Pull out every line in the entries below that contains the word "white", and copy each of those lines in full.
--- Supplied records ---
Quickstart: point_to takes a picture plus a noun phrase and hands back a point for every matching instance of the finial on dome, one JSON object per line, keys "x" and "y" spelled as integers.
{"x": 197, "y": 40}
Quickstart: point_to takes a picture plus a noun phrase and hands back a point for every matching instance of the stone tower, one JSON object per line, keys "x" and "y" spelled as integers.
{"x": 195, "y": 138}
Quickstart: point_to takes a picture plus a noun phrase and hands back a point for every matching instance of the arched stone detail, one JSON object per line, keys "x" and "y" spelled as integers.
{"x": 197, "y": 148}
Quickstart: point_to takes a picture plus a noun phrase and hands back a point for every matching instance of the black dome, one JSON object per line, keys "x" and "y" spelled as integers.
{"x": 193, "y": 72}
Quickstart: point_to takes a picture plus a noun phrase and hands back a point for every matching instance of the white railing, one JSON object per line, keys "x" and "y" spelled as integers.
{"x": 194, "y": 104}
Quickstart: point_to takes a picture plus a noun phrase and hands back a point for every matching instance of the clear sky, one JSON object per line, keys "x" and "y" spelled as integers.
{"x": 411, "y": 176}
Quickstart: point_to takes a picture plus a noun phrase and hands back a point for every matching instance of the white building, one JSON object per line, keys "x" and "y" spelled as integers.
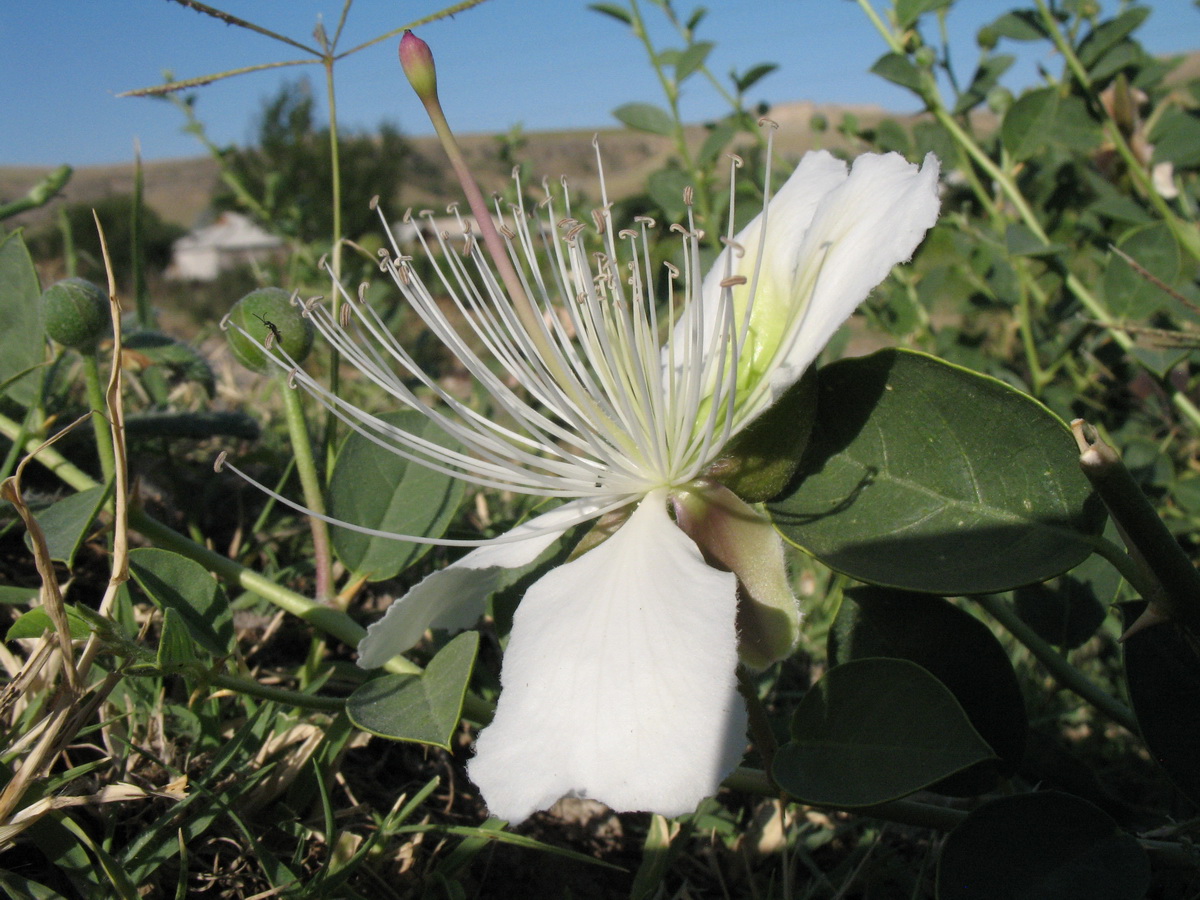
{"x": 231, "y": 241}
---
--- Supplied records ---
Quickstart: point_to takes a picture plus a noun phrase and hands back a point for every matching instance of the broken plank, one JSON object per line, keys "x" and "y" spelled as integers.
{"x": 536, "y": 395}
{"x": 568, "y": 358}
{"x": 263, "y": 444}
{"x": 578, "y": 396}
---
● Answer to this exercise:
Quickstart: point_to takes a picture plus a noun phrase and hands back a point for every matching instance of the white railing, one JSON object per line, keys "x" and "y" spelled as integers.
Quickstart: point_to takes a picture plus a noun phrase and hands back a point for every matching instance of the white building, one JSON object per line, keys "x" and "y" spelled as integers.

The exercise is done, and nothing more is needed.